**Work required:** The data below must be copied in full and without any change.

**Exercise material:**
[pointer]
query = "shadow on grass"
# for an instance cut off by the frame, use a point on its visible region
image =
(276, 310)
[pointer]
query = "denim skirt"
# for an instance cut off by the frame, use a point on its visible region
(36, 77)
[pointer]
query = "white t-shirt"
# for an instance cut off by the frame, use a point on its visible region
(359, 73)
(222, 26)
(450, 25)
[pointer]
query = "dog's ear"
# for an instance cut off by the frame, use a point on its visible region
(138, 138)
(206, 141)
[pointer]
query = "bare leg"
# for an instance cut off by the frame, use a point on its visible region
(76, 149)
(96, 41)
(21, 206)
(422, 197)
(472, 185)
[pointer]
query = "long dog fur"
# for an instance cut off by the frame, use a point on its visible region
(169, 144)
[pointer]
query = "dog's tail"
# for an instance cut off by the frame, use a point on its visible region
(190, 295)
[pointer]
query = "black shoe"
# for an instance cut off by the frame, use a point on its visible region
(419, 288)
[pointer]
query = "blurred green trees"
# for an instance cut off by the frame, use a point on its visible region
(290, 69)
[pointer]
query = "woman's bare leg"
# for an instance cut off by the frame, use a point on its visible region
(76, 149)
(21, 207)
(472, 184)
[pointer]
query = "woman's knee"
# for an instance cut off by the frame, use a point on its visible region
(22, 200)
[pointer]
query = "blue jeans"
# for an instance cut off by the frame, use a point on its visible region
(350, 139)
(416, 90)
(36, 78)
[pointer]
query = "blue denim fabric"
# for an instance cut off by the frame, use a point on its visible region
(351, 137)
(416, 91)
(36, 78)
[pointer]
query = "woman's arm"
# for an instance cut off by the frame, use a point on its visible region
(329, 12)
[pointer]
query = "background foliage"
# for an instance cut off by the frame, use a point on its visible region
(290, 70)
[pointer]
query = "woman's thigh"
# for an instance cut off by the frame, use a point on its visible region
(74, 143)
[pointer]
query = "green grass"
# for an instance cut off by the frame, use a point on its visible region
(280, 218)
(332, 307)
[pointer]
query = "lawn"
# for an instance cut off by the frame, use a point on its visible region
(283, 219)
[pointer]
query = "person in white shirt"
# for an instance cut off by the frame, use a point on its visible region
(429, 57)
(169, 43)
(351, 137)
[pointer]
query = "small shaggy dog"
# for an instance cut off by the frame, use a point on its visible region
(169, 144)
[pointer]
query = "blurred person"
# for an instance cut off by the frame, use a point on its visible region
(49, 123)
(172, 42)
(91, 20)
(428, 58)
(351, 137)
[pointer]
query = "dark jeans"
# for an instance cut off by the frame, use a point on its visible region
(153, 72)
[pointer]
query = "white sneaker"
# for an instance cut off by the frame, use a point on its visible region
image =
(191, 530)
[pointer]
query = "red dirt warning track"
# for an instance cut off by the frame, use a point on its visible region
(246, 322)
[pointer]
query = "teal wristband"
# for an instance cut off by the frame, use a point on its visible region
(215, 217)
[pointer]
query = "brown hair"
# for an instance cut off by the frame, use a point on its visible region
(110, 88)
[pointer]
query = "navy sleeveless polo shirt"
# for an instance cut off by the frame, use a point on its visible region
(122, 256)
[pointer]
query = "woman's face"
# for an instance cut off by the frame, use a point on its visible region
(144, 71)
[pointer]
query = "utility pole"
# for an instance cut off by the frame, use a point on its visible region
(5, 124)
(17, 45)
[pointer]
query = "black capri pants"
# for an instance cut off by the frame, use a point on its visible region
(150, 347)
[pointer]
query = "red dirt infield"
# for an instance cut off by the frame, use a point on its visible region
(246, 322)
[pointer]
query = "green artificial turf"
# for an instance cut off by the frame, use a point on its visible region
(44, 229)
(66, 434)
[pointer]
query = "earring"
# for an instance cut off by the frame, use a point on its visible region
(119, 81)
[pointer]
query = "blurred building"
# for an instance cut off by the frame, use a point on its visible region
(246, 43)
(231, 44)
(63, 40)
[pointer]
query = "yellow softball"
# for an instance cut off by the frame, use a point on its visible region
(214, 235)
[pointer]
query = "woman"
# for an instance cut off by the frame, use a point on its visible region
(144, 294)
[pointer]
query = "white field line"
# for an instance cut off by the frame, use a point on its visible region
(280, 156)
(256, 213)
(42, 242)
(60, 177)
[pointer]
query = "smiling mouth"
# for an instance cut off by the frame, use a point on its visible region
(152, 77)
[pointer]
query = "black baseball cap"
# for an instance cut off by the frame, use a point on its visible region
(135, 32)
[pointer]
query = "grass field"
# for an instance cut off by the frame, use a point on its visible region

**Complete response:**
[pointer]
query = "shadow on grass"
# for an instance cut off by the frame, use a point on its visible region
image =
(276, 310)
[pointer]
query = "denim skirt"
# for an instance cut off by the frame, use a point on its visible region
(36, 77)
[pointer]
query = "white t-shirt"
# for an instance cut off by the frame, use a point on its visible region
(359, 73)
(222, 26)
(450, 25)
[pointer]
query = "dog's ear"
# for an instance cut off by the frame, use a point on its visible region
(138, 138)
(206, 141)
[pointer]
query = "bare leg"
# for an instance cut off by the frame, use a point on its visible region
(76, 149)
(96, 41)
(21, 206)
(422, 197)
(472, 185)
[pointer]
query = "long dog fur"
# for an instance cut off by the frame, use a point on its visible region
(169, 144)
[pointer]
query = "dog's tail"
# for an instance cut off by the frame, use a point on its visible region
(190, 295)
[pointer]
query = "black shoe"
# for an instance cut off by the frame, use a point on its visible region
(419, 288)
[pointer]
query = "blurred green trees"
# for an instance cut off by the frame, use a point on its visible region
(290, 69)
[pointer]
query = "woman's bare leg"
# for an instance cut off by the frame, use a point on its visible region
(76, 149)
(21, 207)
(472, 184)
[pointer]
query = "woman's knee"
# for an instance cut off by the frame, use a point on its visible region
(22, 200)
[pointer]
query = "blue jeans"
# for an instance cut off by the frame, use a point on its visible region
(350, 139)
(416, 90)
(36, 78)
[pointer]
query = "blue denim fabric"
# for an instance cut off by the frame, use a point on its visible region
(351, 137)
(416, 91)
(36, 78)
[pointer]
query = "woman's arm"
# for an instance cut off by the frame, use a point on its visible region
(329, 12)
[pointer]
query = "background foliage"
# for an instance cut off by the frame, use a point on its visible region
(290, 70)
[pointer]
query = "woman's thigh"
# for an instance cut off by the frame, use a point on its visible region
(74, 143)
[pointer]
query = "green grass"
# for an instance cut off by the frame, use a point on its visible region
(280, 218)
(332, 307)
[pointer]
query = "lawn"
# for an instance cut off by the frame, use a point on its visible region
(283, 219)
[pointer]
query = "person in white shirt"
# for an instance cut off by the frame, use a point on its visible region
(429, 57)
(169, 43)
(351, 137)
[pointer]
query = "small shaggy dog"
# for an instance cut off by the frame, use a point on its visible region
(169, 144)
[pointer]
query = "blurred person"
# for an instance cut off by the frame, use a point on its visible region
(49, 123)
(172, 42)
(91, 20)
(428, 58)
(351, 137)
[pointer]
query = "dark jeans"
# for an instance cut off by the frame, use a point on its visible region
(153, 72)
[pointer]
query = "white sneaker"
# for an instance cut off by the frame, use a point on its visible region
image =
(191, 530)
[pointer]
query = "red dirt warning track"
# for an instance cut off by the frame, use a point on its visible region
(246, 322)
[pointer]
query = "teal wristband"
# for an instance cut off by the frame, use a point on its visible region
(215, 217)
[pointer]
query = "brown hair"
# for an instance cut off by the frame, use a point on its visible region
(110, 88)
[pointer]
query = "navy sleeveless polo shirt"
# for an instance cut off by the frame, use a point on its visible region
(122, 256)
[pointer]
query = "woman's face"
# for an instance cut off by the frame, use a point on its visible region
(144, 71)
[pointer]
query = "utility pole"
# for an instance cut off by the frame, use a point on its visible region
(5, 124)
(17, 45)
[pointer]
query = "black capri pants"
# for an instance cut off by the frame, use a point on its visible region
(150, 347)
[pointer]
query = "red dirt infield"
# for an instance cut off by the frame, use a point on its visible region
(246, 322)
[pointer]
query = "green artificial turf"
# for an instance cut off by the frame, use a point on its visible region
(44, 229)
(66, 434)
[pointer]
query = "earring"
# for an instance cut off by the frame, use a point on its visible region
(119, 81)
[pointer]
query = "blurred building"
# for an instance cut off by the frame, use a point on its visible region
(246, 43)
(231, 44)
(63, 40)
[pointer]
query = "yellow softball"
# for an instance cut off by the frame, use a point on its visible region
(214, 235)
[pointer]
query = "woman"
# for an instance cut off by the frame, use a point on its visible region
(144, 294)
[pointer]
query = "white field line"
# for an instance cut off by the frame, use a point on its visible region
(280, 156)
(256, 213)
(42, 242)
(60, 177)
[pointer]
query = "smiling mouth"
# for an instance cut off by the frame, use a point on its visible region
(152, 77)
[pointer]
query = "black baseball cap"
# for an instance cut off by the frame, use a point on its visible region
(135, 32)
[pointer]
query = "grass field"
# for an instance cut off by the frame, use a point on its visible region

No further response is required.